### SUPPLIED RECORDS

---*---

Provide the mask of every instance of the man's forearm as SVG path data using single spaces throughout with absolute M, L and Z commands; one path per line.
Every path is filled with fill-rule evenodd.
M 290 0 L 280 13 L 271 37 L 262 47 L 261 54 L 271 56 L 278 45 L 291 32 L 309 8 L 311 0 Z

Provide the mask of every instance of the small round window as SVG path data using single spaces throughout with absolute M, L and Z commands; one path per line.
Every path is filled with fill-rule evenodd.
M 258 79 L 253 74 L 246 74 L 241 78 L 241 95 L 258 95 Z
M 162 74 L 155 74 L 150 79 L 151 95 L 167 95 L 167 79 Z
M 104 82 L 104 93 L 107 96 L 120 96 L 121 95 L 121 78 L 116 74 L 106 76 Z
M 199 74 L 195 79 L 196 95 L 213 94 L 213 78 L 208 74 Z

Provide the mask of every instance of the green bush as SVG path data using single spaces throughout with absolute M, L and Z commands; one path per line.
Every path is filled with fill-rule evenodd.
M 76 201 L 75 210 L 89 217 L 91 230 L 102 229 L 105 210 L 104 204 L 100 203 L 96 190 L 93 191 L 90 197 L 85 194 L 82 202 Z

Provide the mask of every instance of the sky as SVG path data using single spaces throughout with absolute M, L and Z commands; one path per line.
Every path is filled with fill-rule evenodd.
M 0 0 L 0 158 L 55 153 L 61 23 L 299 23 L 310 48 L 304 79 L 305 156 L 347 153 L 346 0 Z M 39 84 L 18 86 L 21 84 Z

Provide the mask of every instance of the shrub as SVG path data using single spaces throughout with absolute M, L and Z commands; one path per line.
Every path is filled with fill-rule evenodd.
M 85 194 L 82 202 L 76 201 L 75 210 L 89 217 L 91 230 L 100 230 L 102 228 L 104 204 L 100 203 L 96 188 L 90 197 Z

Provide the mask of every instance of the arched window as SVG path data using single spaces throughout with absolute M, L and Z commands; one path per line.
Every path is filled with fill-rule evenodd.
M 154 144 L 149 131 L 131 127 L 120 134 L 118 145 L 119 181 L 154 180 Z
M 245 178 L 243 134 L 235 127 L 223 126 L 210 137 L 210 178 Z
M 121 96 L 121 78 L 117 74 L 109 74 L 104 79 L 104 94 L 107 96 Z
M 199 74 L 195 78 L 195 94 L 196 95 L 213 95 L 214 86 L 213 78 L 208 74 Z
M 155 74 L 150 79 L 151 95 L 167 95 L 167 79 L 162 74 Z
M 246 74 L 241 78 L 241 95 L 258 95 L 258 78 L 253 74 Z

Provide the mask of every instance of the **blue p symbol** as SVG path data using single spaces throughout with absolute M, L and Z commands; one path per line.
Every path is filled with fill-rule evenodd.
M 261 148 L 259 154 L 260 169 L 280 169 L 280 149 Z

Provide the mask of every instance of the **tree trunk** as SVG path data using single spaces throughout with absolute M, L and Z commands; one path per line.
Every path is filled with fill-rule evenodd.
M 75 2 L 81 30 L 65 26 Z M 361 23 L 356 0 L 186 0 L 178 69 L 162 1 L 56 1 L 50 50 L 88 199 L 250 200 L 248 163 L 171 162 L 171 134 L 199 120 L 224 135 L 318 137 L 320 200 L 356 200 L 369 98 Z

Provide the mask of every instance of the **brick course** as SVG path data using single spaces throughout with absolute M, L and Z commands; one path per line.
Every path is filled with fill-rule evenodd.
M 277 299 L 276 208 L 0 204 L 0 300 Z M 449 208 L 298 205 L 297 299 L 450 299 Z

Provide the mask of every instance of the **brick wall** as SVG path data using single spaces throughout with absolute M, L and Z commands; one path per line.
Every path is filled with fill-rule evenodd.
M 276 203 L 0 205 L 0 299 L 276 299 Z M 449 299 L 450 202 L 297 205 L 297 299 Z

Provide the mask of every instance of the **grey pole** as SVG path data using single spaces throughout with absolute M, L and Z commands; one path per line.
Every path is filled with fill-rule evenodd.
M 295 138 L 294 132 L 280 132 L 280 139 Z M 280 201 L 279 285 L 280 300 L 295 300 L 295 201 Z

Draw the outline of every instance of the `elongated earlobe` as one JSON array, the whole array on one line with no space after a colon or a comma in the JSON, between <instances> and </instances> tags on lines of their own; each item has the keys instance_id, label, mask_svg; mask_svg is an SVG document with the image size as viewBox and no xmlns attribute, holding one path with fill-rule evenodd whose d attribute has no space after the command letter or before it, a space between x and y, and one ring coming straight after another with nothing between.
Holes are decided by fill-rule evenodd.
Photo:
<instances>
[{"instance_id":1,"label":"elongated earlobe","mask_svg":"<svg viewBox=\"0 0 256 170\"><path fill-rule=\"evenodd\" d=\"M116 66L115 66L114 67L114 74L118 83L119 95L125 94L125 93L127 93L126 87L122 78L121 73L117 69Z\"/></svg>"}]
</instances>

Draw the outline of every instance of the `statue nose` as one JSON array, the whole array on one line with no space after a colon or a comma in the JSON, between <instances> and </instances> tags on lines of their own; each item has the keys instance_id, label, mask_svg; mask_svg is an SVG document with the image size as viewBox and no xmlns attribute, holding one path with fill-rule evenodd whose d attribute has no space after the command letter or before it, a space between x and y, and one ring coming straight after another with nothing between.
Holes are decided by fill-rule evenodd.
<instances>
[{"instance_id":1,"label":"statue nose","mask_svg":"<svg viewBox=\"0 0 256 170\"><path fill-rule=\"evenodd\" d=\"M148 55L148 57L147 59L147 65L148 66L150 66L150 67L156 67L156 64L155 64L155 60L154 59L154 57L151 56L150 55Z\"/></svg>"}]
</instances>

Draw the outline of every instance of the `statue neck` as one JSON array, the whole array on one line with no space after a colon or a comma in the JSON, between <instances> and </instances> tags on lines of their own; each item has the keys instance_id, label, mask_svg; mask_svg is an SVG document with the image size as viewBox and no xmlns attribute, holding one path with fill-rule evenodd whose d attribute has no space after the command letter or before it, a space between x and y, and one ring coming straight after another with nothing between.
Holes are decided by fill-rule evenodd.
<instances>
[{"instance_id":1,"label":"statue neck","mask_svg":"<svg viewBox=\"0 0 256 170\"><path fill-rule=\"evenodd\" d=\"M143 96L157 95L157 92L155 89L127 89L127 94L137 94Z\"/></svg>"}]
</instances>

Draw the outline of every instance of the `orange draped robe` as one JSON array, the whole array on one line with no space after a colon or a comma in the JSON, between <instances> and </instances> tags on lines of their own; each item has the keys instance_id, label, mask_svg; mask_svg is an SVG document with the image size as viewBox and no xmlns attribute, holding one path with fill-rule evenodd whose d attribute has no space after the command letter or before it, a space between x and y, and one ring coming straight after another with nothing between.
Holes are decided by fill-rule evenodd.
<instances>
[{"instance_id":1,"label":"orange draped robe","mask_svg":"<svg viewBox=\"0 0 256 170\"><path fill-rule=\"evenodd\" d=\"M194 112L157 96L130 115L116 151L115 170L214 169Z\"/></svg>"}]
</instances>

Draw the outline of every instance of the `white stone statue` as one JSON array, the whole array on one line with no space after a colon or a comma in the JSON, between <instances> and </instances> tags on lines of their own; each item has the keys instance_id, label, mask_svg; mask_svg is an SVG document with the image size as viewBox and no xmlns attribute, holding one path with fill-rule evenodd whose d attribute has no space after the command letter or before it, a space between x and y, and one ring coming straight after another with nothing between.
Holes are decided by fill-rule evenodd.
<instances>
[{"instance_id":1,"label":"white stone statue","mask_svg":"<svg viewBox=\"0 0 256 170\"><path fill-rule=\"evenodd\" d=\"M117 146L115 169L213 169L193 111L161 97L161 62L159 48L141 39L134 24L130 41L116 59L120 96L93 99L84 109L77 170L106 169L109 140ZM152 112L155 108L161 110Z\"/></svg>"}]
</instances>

---*---

### EXERCISE BRIEF
Copy the lines from the one with "Provide the mask of every instance of the arched" through the one with "M 245 178 L", including both ends and the records' requests, and output only those lines. Multiply every coordinate in the answer paths by 0.6 and round each to a whole number, with halves rounding up.

### FULL ANSWER
Provide the mask of every instance of the arched window as SVG path data using single spaces throughout with absolute M, L and Z commands; one path per line.
Every path is filled with fill-rule evenodd.
M 92 86 L 89 79 L 79 76 L 72 80 L 71 87 L 71 109 L 92 108 Z
M 147 107 L 146 80 L 141 76 L 134 76 L 126 82 L 126 107 Z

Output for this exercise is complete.